- Provided material:
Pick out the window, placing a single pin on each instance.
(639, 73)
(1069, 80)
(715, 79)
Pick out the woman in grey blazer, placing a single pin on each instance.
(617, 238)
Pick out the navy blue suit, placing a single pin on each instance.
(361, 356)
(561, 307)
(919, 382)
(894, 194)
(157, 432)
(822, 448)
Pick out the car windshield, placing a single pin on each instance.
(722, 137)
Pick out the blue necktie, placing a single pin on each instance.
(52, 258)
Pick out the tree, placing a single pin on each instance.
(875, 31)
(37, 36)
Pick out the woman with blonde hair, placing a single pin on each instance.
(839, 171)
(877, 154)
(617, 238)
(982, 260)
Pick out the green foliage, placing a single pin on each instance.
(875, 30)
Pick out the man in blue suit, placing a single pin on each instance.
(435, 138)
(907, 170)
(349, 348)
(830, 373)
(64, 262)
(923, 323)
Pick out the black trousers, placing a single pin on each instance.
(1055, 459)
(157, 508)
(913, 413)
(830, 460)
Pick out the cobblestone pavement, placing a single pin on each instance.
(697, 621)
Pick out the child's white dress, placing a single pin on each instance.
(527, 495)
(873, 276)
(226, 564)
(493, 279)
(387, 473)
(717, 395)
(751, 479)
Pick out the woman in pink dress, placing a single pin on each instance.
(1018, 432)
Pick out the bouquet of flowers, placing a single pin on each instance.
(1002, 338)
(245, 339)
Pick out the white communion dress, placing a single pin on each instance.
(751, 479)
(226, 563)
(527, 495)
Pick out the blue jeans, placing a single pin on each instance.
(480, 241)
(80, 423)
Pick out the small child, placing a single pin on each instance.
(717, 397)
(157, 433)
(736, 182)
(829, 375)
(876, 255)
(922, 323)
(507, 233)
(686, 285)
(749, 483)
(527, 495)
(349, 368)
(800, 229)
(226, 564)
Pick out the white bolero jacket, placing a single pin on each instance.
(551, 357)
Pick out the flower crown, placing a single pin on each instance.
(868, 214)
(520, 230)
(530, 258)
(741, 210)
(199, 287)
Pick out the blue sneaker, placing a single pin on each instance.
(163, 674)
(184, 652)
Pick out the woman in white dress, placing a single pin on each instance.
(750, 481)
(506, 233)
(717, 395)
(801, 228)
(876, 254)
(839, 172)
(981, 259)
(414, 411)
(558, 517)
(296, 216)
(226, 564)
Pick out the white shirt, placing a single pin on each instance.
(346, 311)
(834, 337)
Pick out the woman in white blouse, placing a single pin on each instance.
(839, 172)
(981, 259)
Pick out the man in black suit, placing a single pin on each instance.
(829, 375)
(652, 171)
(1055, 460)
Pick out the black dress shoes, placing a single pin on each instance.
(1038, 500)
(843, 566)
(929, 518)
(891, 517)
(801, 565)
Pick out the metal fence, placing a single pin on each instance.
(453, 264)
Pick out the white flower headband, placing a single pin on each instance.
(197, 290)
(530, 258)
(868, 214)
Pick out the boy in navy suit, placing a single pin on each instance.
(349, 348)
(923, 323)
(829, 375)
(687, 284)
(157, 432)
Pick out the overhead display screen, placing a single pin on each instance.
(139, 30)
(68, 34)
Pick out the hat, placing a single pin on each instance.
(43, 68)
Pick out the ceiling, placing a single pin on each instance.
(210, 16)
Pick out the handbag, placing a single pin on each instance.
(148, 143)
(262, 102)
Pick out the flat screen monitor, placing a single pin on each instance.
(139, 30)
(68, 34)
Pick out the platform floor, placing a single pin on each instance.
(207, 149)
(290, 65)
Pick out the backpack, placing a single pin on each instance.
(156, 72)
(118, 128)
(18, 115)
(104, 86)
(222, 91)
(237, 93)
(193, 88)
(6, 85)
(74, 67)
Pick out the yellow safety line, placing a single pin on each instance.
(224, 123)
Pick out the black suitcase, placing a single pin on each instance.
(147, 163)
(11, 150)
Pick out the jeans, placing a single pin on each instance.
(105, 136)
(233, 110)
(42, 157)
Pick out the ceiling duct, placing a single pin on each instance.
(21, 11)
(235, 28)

- Exercise: Copy every line above exactly.

- Response area:
Pick out the window, placing a single pin on each instance.
(639, 73)
(1069, 80)
(715, 79)
Pick out the woman in grey blazer, placing a single pin on each instance.
(617, 238)
Pick out the navy blue suit, placing a single pin on each instance.
(361, 356)
(561, 307)
(919, 382)
(894, 194)
(157, 432)
(822, 448)
Pick out the car windshield, placing a single pin on each instance.
(722, 137)
Pick out the blue necktie, placing a single pin on each instance.
(52, 258)
Pick out the tree, placing a single pin on each instance.
(875, 31)
(37, 36)
Pick out the woman with blonde hair, placing a single pin on each instance.
(839, 171)
(877, 154)
(617, 238)
(982, 260)
Pick out the green foliage, placing a single pin on each instance.
(875, 30)
Pick out the man in blue suit, placing a single pin on each instance.
(435, 138)
(907, 170)
(349, 348)
(830, 373)
(64, 262)
(923, 323)
Pick out the black trousers, placing a single pin on each instance.
(1055, 459)
(157, 508)
(913, 413)
(830, 460)
Pick out the cobblestone pavement, placing a single pin on each instance.
(697, 621)
Pick out the child's white dress, placing a single pin on each instance.
(527, 495)
(873, 276)
(226, 564)
(493, 279)
(387, 473)
(717, 395)
(751, 479)
Pick out the woman in pink dress, placing a single pin on each instance.
(1018, 432)
Pick out the bouquet of flowers, placing a single pin on each instance.
(1002, 338)
(245, 339)
Pick out the white communion dress, placing a single pin on each instance.
(751, 479)
(226, 563)
(527, 495)
Pick out the blue jeans, placing a single pin on each instance.
(480, 241)
(80, 423)
Pick out the small child, placing a single pin on each instance.
(717, 397)
(157, 433)
(736, 182)
(829, 375)
(876, 255)
(922, 323)
(507, 233)
(686, 285)
(749, 483)
(527, 495)
(349, 368)
(800, 229)
(226, 564)
Pick out the white bolero jacket, placing a single pin on each instance.
(551, 357)
Pick out the flower crown, placing a single pin on each instance.
(868, 214)
(520, 230)
(530, 258)
(741, 210)
(199, 287)
Pick out the blue sneaker, placing a single pin on each instance.
(163, 674)
(184, 652)
Pick out the woman in white dress, placing a single pin on each instance.
(750, 481)
(506, 233)
(717, 395)
(801, 228)
(876, 254)
(839, 172)
(981, 259)
(414, 411)
(558, 517)
(296, 216)
(226, 564)
Pick out the white shirt, placing a single pin on each instance.
(346, 311)
(834, 337)
Pick out the woman in white blouse, placing a single pin on each instance.
(839, 172)
(981, 259)
Pick out the man in black suit, placing a single pin on each instance.
(829, 375)
(652, 171)
(1055, 460)
Pick out the black dress shoes, placing a single pin on each instance.
(1038, 500)
(843, 566)
(929, 518)
(891, 517)
(801, 565)
Pick out the metal fence, placing a single pin on each instance.
(453, 264)
Pick out the white flower headband, placing a single pin on each instance.
(197, 290)
(530, 258)
(868, 214)
Pick out the boy in navy suit, placing a single pin on each instance.
(349, 348)
(923, 323)
(829, 375)
(687, 284)
(157, 432)
Pick out the overhead display screen, placing a single pin on each instance.
(139, 30)
(68, 34)
Pick out the hat, placing a single pin on each instance.
(43, 68)
Pick out the ceiling, placing a single pin on each instance.
(210, 16)
Pick out the handbag, placing a single pin on each instance.
(148, 143)
(262, 102)
Pick out the flat screen monitor, placing a single pin on each instance.
(139, 30)
(68, 34)
Pick out the platform floor, placing a single pin on each instance.
(207, 149)
(290, 65)
Pick out the backpack, placing a single pin on each instance.
(156, 72)
(118, 128)
(18, 115)
(104, 86)
(222, 91)
(237, 93)
(193, 88)
(6, 85)
(74, 67)
Pick out the yellow safety line, placing a single pin on each instance.
(224, 123)
Pick out the black suitcase, placing a single pin on each instance.
(147, 163)
(11, 150)
Pick out the jeans, placing a single pin on each instance.
(105, 136)
(233, 110)
(42, 157)
Pick out the ceiling duct, placing a single pin on each instance.
(21, 11)
(235, 28)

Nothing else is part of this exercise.